Ramsay’s skills might not be as stellar as Heston’s, but he was far more interesting because he’d stab you or scream at you; where Heston would craft some weirdly insane dish that nobody would attempt that looked more like John Travolta’s hair in Battlefield Earth than food.

So do we believe the man who brought us Pulp Fiction and Django Unchained and Inglourious Basterds and whose films have grossed over $1.3 billion worldwide?

Or, do we defend Cate, whose films such as The Aviator and Blue Jasmine, Elizabeth and three dozen more have grossed over $8 billion, including the 20-odd Lord of Rings films she did in between?


Before deifying Tarantino, let us not forget he brought us the third-rate Jackie Brown and the pitiful albeit popular Kill Bill series and Grindhouse, which best belong in the monthly rental bin in Romania despite their ardent fans.

And, of course, Cate has her bin fillers too. But even less popular films such as The Missing, Veronica Guerin, Pushing Tin and Benjamin Button have such lustre and are so revisitable that they will intrigue viewers forever.

Both artists have been nurtured by the Weinsteins and both have enjoyed epic performances from Leonardo DiCaprio enhancing their efforts even further (Blanchett in The Aviator and Tarantino in Django Unchained).

QT is benevolent and a big champion of film preservation and ‘old school’ exhibition, and Cate is a tireless champion of local theatre and actor training. Both look good in Armani, and cut interesting figures. So QT should be more chummy than crummy about it from a scoresheet aspect.

What I think it comes down to is boredom and headline-seeking. His new effort The Hateful 8 features a very boring trailer that looks like a rehashed version of much of his previous efforts, except now set in the West and in the snow.

One cannot judge a film by a trailer and I’m as keen to see it as the next Tarantino fan. But as much as I was occasionally lukewarm to Cate because she had done so many epic performances that it was actually becoming boring, I can pick a dozen of her films I will watch forever.

I can only pick three of Quentin’s that will stand the test of time.

DATA EXTRACT:
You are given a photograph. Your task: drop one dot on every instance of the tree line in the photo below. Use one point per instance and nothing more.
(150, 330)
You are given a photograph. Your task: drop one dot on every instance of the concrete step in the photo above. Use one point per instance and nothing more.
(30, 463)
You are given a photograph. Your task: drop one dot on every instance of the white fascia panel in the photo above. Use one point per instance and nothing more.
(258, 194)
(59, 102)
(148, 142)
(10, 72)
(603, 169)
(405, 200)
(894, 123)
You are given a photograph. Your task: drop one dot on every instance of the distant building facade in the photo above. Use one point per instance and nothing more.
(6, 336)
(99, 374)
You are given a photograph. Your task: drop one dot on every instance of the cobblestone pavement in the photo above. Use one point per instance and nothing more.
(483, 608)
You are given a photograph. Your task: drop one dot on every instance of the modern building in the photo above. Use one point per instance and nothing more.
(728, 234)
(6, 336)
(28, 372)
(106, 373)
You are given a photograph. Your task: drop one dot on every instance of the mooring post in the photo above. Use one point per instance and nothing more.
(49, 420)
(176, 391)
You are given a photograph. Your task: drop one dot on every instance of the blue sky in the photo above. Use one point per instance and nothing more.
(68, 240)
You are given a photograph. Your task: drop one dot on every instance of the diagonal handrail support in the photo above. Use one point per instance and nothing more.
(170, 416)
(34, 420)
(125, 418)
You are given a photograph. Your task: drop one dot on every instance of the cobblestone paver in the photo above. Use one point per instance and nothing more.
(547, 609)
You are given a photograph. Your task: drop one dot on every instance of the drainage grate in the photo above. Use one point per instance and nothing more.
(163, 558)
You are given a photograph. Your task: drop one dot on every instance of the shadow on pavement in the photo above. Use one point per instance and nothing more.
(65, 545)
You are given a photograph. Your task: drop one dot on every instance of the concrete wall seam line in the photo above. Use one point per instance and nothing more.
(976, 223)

GIVEN PROBLEM: Write out, word for word, the part of the passage comparing Tarantino and Cate Blanchett that runs from "Ramsay’s skills might" up to and including "over $1.3 billion worldwide?".

ANSWER IN FULL:
Ramsay’s skills might not be as stellar as Heston’s, but he was far more interesting because he’d stab you or scream at you; where Heston would craft some weirdly insane dish that nobody would attempt that looked more like John Travolta’s hair in Battlefield Earth than food.

So do we believe the man who brought us Pulp Fiction and Django Unchained and Inglourious Basterds and whose films have grossed over $1.3 billion worldwide?